Using the editorial on civility and democracy, explain in one to three sentences why the writer treats a contested supervisor race as good news.

+++ Extracted text

Civility and responsibility are key to democracy
The local political campaign season has begun.
The elections, of course, are half a year away but the rhetoric has started.
We knew the season was upon us when we got a letter last week from Mark Grimm, a Guilderland Republican, announcing he would run for town supervisor.
He lobbed a few shots in his opening salvo, referring to “career politicians, hidden agendas, and plenty of waste.”
The sitting supervisor, Kenneth Runion, responded with a few of his own: “He did not come in with one proposal that would have made Guilderland a better place to live,” said Runion of Grimm’s term on the town board. “All he had were criticisms.”
The good news here is there will be a contest; voters will have a choice. Guilderland’s Republican Party chairman says his committee hasn’t yet decided who the GOP will back, but someone will be in the running.

++++++
+++ Information provided

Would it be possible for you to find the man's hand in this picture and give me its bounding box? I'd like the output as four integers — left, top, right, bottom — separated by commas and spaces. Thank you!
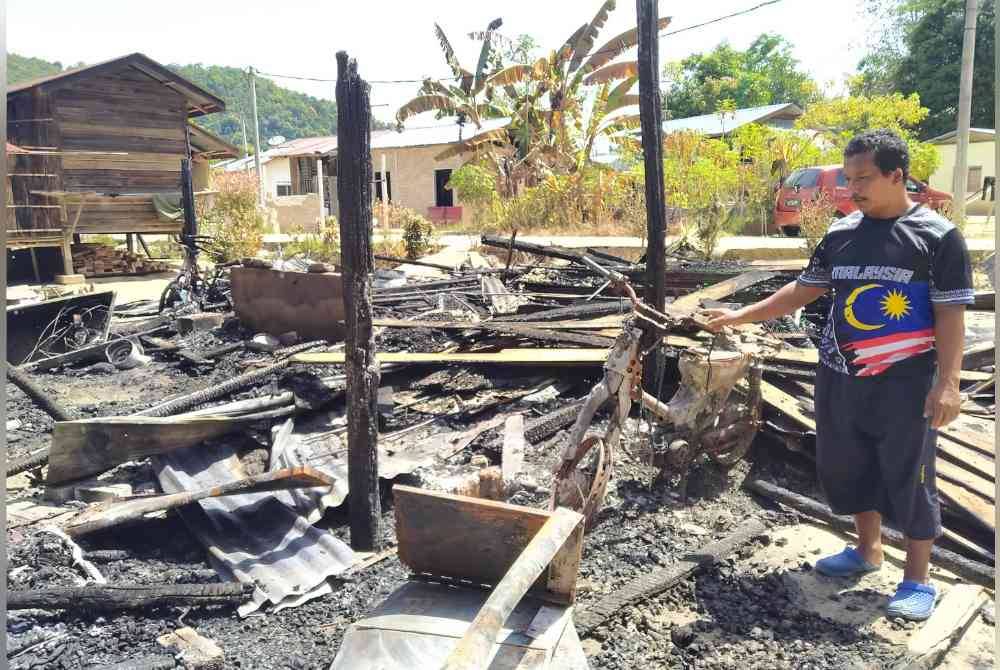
701, 309, 740, 333
924, 379, 962, 430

++++++

Result for this task: The writer calls a contest good news because it means voters will have a choice. Although Guilderland's Republican committee has not yet decided whom to back, its chairman says someone will be in the running.